Set exercise >> Rewrite the records from the line containing "Given the above image, your assignment is to detect row" through the line containing "[260,172,474,231]", with "row of trees" changed to "line of trees" and everything else left as it is.
===== Record excerpts
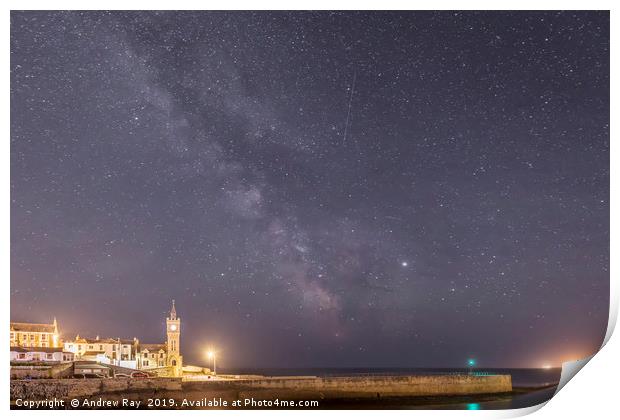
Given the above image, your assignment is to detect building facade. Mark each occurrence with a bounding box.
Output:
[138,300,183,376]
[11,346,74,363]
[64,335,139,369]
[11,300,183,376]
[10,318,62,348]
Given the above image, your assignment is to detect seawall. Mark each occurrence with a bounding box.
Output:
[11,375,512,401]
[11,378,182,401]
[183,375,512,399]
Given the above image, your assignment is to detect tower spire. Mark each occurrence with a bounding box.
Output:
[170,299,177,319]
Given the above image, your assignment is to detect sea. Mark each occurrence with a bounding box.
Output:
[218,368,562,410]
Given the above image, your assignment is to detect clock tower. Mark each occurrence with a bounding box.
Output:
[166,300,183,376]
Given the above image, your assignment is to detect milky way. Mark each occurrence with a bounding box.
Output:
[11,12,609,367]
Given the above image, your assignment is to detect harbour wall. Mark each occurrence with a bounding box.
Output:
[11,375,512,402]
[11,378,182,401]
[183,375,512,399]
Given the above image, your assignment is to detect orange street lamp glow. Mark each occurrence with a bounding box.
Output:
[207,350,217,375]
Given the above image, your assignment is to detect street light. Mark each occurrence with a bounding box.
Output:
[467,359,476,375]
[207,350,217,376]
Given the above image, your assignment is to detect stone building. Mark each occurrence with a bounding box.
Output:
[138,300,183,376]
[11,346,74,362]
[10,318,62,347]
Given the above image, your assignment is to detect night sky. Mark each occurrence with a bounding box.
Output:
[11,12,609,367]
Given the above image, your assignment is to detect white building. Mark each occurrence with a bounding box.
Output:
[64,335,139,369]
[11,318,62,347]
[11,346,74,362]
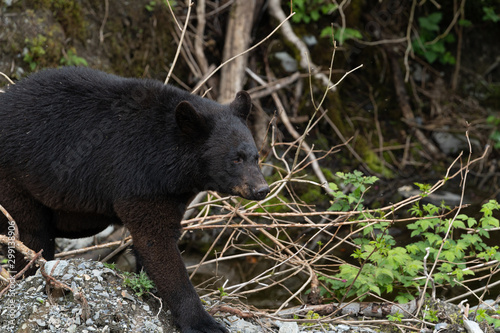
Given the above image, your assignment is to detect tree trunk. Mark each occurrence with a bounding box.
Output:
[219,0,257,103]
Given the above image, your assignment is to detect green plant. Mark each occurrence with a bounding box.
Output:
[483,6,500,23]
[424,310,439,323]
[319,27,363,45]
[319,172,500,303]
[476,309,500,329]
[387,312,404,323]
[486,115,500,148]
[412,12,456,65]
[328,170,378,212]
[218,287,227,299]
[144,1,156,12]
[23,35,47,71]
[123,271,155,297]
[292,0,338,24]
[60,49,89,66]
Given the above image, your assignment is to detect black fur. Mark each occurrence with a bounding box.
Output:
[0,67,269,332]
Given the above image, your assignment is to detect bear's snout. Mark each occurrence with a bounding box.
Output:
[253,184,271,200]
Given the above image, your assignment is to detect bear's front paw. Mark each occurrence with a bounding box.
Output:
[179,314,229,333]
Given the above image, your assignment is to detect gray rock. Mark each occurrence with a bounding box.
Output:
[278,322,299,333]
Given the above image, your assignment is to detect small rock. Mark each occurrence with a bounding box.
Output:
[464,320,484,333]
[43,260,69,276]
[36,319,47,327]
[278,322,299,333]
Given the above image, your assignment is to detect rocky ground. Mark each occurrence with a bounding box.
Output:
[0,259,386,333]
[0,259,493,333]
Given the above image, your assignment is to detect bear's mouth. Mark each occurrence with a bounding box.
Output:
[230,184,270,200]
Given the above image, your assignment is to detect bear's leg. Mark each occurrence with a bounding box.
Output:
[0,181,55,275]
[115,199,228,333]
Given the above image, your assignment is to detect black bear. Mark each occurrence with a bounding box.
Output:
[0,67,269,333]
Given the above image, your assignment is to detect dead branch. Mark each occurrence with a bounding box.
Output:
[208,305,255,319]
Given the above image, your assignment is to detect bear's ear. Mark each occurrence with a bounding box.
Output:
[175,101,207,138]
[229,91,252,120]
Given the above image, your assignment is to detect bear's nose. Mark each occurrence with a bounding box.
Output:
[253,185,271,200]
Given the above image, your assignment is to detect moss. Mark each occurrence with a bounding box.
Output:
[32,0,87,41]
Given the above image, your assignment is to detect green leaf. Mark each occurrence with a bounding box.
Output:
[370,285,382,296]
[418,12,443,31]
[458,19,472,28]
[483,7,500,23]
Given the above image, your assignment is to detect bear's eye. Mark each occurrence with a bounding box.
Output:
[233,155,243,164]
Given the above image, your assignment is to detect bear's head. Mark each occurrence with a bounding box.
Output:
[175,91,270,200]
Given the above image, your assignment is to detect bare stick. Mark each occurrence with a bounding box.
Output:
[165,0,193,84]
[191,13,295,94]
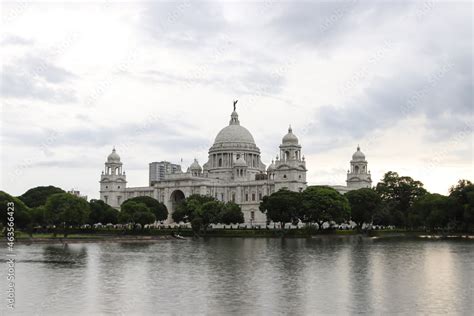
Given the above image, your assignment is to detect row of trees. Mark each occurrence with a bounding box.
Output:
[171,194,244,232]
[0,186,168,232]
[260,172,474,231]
==========
===== Record excerpts
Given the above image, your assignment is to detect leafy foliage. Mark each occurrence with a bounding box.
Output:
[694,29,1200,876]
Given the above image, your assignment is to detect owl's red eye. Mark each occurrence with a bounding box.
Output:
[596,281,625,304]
==========
Solution to the problem >>
Given the above image, your assignment is to detect line of trees. Mark each occurrence with a bounding box.
Output:
[171,194,244,232]
[0,186,168,232]
[260,172,474,231]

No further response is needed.